(Data items)
== Segment start ==

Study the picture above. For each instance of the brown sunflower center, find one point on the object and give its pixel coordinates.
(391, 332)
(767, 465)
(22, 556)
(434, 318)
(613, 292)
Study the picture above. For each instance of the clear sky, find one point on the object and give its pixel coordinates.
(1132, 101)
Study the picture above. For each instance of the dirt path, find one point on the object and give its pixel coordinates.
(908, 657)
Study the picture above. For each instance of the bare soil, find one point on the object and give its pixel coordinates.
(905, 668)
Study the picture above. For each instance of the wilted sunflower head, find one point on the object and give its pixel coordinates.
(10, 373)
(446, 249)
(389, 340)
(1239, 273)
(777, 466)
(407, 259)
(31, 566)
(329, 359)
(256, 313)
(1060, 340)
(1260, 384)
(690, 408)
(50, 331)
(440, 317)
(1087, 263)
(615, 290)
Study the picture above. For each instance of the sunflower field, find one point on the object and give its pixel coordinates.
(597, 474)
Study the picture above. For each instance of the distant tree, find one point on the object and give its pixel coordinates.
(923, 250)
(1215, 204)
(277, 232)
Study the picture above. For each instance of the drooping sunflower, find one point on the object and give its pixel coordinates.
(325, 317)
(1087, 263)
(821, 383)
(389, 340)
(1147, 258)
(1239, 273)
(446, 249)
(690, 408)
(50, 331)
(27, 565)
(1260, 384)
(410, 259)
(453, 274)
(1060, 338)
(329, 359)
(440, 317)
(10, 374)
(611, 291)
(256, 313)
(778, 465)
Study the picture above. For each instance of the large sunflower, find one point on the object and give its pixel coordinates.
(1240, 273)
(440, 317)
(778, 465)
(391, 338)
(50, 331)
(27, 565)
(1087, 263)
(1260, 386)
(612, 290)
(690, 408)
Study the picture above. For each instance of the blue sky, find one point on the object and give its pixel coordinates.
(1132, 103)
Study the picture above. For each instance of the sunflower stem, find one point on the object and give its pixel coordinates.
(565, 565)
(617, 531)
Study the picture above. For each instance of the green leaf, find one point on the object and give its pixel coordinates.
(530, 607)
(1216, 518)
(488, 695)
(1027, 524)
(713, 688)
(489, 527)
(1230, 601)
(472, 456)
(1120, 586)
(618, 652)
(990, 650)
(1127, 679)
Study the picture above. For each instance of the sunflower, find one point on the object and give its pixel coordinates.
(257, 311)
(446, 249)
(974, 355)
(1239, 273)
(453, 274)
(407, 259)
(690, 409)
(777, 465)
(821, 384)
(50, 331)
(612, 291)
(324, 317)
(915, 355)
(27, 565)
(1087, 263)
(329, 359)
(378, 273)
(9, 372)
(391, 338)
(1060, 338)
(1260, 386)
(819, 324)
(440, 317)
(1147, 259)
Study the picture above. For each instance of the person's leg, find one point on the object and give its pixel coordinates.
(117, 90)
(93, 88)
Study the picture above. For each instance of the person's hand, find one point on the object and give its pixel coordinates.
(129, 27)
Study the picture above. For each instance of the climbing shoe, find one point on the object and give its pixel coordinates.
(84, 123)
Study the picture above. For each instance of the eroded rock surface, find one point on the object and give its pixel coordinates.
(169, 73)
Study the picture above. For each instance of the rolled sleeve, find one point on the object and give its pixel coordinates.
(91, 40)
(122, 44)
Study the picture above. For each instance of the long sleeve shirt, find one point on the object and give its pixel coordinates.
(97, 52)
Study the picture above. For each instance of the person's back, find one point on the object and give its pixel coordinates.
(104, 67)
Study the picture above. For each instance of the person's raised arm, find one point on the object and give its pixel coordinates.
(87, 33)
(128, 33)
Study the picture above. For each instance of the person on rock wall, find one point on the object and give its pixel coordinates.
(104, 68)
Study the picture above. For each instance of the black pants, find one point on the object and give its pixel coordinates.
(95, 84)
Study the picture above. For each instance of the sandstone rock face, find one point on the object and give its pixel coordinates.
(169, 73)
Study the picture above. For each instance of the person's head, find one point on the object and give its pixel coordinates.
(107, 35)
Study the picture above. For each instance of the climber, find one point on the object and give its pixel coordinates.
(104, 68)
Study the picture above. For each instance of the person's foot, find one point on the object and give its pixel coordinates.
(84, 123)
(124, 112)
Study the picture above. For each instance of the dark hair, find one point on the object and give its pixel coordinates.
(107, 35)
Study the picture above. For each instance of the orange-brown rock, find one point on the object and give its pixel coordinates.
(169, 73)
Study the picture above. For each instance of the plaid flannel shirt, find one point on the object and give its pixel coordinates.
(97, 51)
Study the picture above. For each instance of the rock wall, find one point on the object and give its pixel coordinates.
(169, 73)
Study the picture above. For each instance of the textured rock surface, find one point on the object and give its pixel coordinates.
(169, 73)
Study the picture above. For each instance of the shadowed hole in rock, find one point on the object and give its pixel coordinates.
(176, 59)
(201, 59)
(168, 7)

== Segment end ==

**Task description**
Each of the entries must be written out again exactly.

**Response to the exercise**
Study the picture above. For each instance of the brown sunflower center, find one point on the object and give its pixel coordinates.
(391, 332)
(767, 465)
(22, 556)
(434, 318)
(613, 292)
Study the picture above. For each instance of the clear sky, find one point on the object and give its pixel coordinates.
(1132, 101)
Study the picture above. For each instance of the dirt path, find one point on the object and give its pixel coordinates.
(908, 657)
Study the picture above. For each instance of the bare soil, find one point on the object and give its pixel coordinates.
(905, 668)
Study the picture above. For each instance of the wilted sunflower head, find one point on the object and give its pixel coordinates.
(10, 373)
(446, 249)
(389, 340)
(1239, 273)
(777, 466)
(407, 259)
(31, 566)
(329, 359)
(256, 313)
(1060, 340)
(1260, 384)
(690, 408)
(50, 331)
(440, 317)
(1087, 263)
(615, 290)
Study the picture above. For each instance of the sunflower field, find one point on the object and give its pixel coordinates.
(597, 474)
Study the picture above. For each instance of the distant tree, find one point on the object and give its pixel coordinates.
(923, 250)
(1215, 204)
(277, 232)
Study the picture above. For each instance of the drooping sunflower, find one point on the object and give its pixel coordinates.
(325, 317)
(1087, 263)
(821, 383)
(389, 340)
(1147, 258)
(1239, 273)
(446, 249)
(690, 408)
(50, 331)
(27, 565)
(1260, 384)
(410, 259)
(453, 274)
(1060, 338)
(329, 359)
(440, 317)
(10, 374)
(611, 291)
(256, 313)
(778, 465)
Study the picture above. For each instance of the large sunflower, find one point on the object and give its pixel coordinates.
(1240, 273)
(440, 317)
(778, 465)
(391, 338)
(50, 331)
(27, 565)
(1087, 263)
(1260, 386)
(612, 290)
(690, 408)
Study the picture above. For each instance of the blue sky, find one point on the object and give its pixel coordinates.
(1132, 103)
Study the picture above. For each instance of the sunflower stem, find one point on the object and give its pixel coordinates.
(565, 565)
(617, 531)
Study the picture above. For each instance of the green leaf, find one point on the object and give its pixel coordinates.
(530, 607)
(1216, 518)
(488, 695)
(1027, 524)
(713, 688)
(489, 527)
(1230, 601)
(472, 456)
(1120, 586)
(618, 652)
(990, 650)
(1127, 679)
Study the picture above. For each instance of the sunflower, find one point on the object and give its pixel coordinates.
(257, 311)
(446, 249)
(974, 355)
(1239, 273)
(453, 274)
(407, 259)
(690, 409)
(777, 465)
(821, 384)
(50, 331)
(612, 291)
(324, 317)
(915, 355)
(27, 565)
(1087, 263)
(329, 359)
(378, 273)
(9, 372)
(391, 338)
(1060, 338)
(1260, 386)
(819, 324)
(440, 317)
(1147, 259)
Study the picture above. For each instance of the person's leg, find one point on the object and give its pixel coordinates.
(117, 90)
(93, 88)
Study the picture above. For each instance of the person's hand, find one point on the object and give its pixel coordinates.
(129, 27)
Study the picture above. For each instance of the climbing shoe, find one point on the object and give its pixel coordinates.
(84, 123)
Study the picture above. For each instance of the eroded rock surface, find one point on the object and give its pixel coordinates.
(169, 73)
Study the picture above. For each instance of the rolled sleeve, find one point on the object and give its pixel coordinates.
(91, 40)
(122, 44)
Study the picture above. For each instance of the long sleeve shirt, find one point on the object and give its pixel coordinates.
(97, 52)
Study the picture above. For each instance of the person's back, find one point on the object and give its pixel coordinates.
(104, 67)
Study the picture above. For each instance of the person's raised arm, find one point on the object and give its pixel coordinates.
(87, 33)
(128, 33)
Study the picture above. For each instance of the person on rock wall, find one point on the object and give its pixel coordinates.
(104, 68)
Study the picture above. For each instance of the black pants, find one point on the object and give its pixel coordinates.
(95, 84)
Study the picture above. For each instance of the sandstone rock face, find one point on the object and give its pixel coordinates.
(169, 73)
Study the picture above. For each instance of the person's head, find one point on the object and give its pixel coordinates.
(107, 35)
Study the picture above. For each instance of the climber, find one point on the object and give its pixel coordinates.
(104, 68)
Study the picture above. For each instance of the person's foot, find one point on the object and give its pixel coordinates.
(84, 123)
(124, 112)
Study the picture above. For each instance of the dark hair, find one point on the object and give its pixel coordinates.
(107, 35)
Study the picture above. For each instance of the orange-brown rock, find one point on the object and give its pixel coordinates.
(169, 73)
Study the picture above. For each instance of the plaid flannel shirt, find one point on the object and give its pixel coordinates.
(97, 51)
Study the picture above. For each instance of the rock wall, find one point on the object and give its pixel coordinates.
(169, 73)
Study the picture above. For each instance of the textured rock surface, find one point on the object and give its pixel coordinates.
(169, 73)
Study the picture above. For each instance of the shadowed hole in rock, find one point on the object and give its pixel coordinates.
(176, 59)
(201, 59)
(168, 7)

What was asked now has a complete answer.